● **Texto fornecido**
<<<<

A Polônia tem sido notícia nos últimos anos pelas sucessivas tentativas do governo e da igreja de restringir o acesso à interrupção voluntária da gravidez (IVG), permitido somente em situações de incesto e violação, quando a gravidez apresenta riscos para a saúde da mulher ou em casos de má formação do feto.
O governo, do partido nacionalista e conservador Lei e Justiça (Pis), fortemente apoiado pela igreja e pelo presidente Andrzej Duda, fez aprovar, na passada quinta-feira, um acórdão que ilegaliza as IVGs por mal formação do feto. A proposta partiu de uma petição popular online, de 2016. Após aprovação, a presidente do Tribunal Constitucional Julia Przylebska (nomeada pelo governo), afirmou a importância deste acórdão tendo em conta os valores da constituição polaca: “Uma disposição que legaliza práticas eugénicas sobre o direito à vida de um recém-nascido e torna o seu direito à vida dependente da sua saúde, o que constitui discriminação directa, é inconsistente com a Constituição”.
A cada ataque ao direito à IVG (e demais direitos reprodutivos, com o acesso à contracepção de emergência e a comparticipação dos tratamentos de fertilização in vitro), as mulheres responderam com mobilizações massivas nas ruas, em 2016, 2018 e agora em 2020, em plena pandemia. Lembro que as manifestações chamadas pelas companheiras polacas estiveram também na origem da Greve Feminista Internacional, convocada desde 2017.
A última onda de mobilizações irrompeu em todo o país no dia da aprovação do acórdão, quinta-feira, e prolongou-se durante o fim-de-semana, alvo de forte repressão por parte da polícia, com uso de gás pimenta e detenção das manifestantes. Ainda assim, em plena crise da COVID19, as ruas encheram-se em repúdio e protesto perante este acórdão, que representa mais um retrocesso nos direitos reprodutivos das mulheres.
Pelo direito a decidir!
Mais de 30.000 mulheres ainda morrem de abortos mal sucedidos todos os anos pelo mundo e as restrições ao aborto apenas aumentam o número de mulheres que buscam métodos ilegais e inseguros. Quando a IVG não é garantida, ela não deixa de acontecer – acontece em situações de grande risco para as mulheres. Na Europa a República de Malta e a Polónia são os países com legislação mais punitiva e draconiana no que toca ao aborto, enquanto a Irlanda, por exemplo, ganhou o direito à IVG através de um referendo histórico.

>>>>

● **Itens listados**
<<<<

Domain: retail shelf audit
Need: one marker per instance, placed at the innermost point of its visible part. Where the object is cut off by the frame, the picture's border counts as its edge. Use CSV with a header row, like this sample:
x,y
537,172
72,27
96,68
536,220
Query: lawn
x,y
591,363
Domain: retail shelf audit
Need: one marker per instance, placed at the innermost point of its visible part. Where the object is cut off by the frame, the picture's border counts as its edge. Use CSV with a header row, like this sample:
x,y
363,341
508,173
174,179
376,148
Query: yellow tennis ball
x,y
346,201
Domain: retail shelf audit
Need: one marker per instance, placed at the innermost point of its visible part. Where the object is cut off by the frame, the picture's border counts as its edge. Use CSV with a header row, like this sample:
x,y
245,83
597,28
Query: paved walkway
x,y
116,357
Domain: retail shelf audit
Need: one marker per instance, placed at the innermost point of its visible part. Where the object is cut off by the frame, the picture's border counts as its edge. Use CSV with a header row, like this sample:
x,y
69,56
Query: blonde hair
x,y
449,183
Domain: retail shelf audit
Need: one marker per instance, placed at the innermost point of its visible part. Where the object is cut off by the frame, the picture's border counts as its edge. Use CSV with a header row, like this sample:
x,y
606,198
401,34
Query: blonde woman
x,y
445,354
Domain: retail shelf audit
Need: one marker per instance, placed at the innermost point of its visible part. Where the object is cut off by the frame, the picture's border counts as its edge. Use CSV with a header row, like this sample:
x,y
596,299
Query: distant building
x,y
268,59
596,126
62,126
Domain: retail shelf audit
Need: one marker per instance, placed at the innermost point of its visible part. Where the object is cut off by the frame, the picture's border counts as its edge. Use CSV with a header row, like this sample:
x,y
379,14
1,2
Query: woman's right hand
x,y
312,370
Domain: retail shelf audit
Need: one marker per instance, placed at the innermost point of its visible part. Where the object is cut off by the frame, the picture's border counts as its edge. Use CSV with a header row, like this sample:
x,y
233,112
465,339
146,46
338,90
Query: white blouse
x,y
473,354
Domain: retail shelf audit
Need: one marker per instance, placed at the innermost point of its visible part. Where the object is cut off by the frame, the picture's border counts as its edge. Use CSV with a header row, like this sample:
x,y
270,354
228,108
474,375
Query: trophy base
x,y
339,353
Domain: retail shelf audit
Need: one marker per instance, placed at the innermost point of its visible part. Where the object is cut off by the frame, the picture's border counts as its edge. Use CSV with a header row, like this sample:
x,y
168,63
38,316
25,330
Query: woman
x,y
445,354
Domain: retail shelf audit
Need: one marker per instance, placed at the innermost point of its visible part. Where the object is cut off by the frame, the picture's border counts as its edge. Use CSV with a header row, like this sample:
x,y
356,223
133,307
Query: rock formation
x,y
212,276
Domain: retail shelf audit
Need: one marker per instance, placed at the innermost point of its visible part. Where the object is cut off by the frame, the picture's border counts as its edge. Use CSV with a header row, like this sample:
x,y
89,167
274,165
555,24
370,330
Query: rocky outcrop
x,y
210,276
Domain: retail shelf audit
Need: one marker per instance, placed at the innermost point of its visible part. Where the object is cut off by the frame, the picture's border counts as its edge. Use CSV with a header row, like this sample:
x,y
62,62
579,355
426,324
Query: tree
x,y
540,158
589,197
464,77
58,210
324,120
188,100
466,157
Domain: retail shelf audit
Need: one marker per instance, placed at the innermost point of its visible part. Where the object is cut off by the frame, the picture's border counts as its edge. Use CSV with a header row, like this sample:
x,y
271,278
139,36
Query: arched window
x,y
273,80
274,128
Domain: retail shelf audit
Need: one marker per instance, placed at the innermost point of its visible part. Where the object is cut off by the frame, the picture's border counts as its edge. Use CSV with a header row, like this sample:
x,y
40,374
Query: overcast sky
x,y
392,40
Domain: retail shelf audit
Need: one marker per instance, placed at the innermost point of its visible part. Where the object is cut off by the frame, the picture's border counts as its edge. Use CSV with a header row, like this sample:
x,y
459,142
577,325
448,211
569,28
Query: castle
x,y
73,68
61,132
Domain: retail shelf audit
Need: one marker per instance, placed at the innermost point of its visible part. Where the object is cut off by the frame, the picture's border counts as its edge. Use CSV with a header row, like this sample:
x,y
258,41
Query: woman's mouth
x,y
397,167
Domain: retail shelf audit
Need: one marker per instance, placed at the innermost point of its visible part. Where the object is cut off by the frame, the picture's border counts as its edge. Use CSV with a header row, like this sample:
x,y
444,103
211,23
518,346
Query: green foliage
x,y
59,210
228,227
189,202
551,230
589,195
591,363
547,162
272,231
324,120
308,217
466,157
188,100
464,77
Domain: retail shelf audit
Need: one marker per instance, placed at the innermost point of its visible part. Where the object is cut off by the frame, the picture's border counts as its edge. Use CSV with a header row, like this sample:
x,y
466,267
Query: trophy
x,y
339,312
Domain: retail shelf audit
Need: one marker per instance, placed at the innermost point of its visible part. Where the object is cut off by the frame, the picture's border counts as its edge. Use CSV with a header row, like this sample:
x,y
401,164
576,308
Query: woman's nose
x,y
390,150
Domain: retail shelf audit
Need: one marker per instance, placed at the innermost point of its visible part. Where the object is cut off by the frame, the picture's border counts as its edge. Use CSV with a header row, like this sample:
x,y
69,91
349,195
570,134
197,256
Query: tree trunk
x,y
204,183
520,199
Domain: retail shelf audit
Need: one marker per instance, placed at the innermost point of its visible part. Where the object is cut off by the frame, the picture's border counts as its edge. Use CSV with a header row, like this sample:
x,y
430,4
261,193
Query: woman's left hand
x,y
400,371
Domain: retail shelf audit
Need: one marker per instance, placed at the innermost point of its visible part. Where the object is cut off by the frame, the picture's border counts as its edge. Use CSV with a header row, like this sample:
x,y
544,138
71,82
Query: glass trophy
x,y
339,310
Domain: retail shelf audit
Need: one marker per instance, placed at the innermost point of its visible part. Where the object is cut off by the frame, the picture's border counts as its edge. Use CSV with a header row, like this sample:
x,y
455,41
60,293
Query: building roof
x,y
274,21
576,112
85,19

>>>>

● **Tarefa A**
Responda, com base no texto sobre o aborto na Polônia:
(i) Qual partido forma o governo polonês?
(ii) Em que anos as mulheres se mobilizaram nas ruas contra os ataques ao direito à IVG?
(iii) Que país europeu conquistou o direito à IVG por meio de um referendo?
● **Tarefa B**
Prossiga a redação do texto sobre o aborto na Polônia a partir do ponto em que ele termina.
Os itens provêm de uma fonte distinta da do texto.

● **Resposta A**
(i) O partido nacionalista e conservador Lei e Justiça (Pis).
(ii) Em 2016, 2018 e 2020.
(iii) A Irlanda.

● **Resposta B**
Na Polónia o aborto foi permitido durante o regime comunista até 1993, ano a partir do qual se colocaram as restrições vigentes até hoje. Em 2019 foram realizados na Polónia (com quase 38 milhões de habitantes) 1.110 abortos legais. Entre estes, a maioria – 1.077, ou seja, 96% – foi devido à malformação do feto. Estima-se que no mesmo período tenham sido feitos mais de 200 mil procedimentos clandestinos.
Em Portugal a IVG é permitida desde 2007 até à 10ª semana, por opção da mulher. Ao contrário do que nos foi dito durante o referendo e nas campanhas pró-vida, o aborto não se tornou um método contraceptivo, não virámos uma fábrica de IVGs e a vida das mulheres melhorou efetivamente: o número de interrupções da gravidez desde 2011 atingiu o valor mais baixo de sempre. Houve também um avanço no acesso a consultas de planeamento familiar e/ou de informação sobre métodos anticoncepcionais, ainda que persista uma grande burocracia e um procedimento psicologicamente pesado para as mulheres que procuram fazer uma IVG.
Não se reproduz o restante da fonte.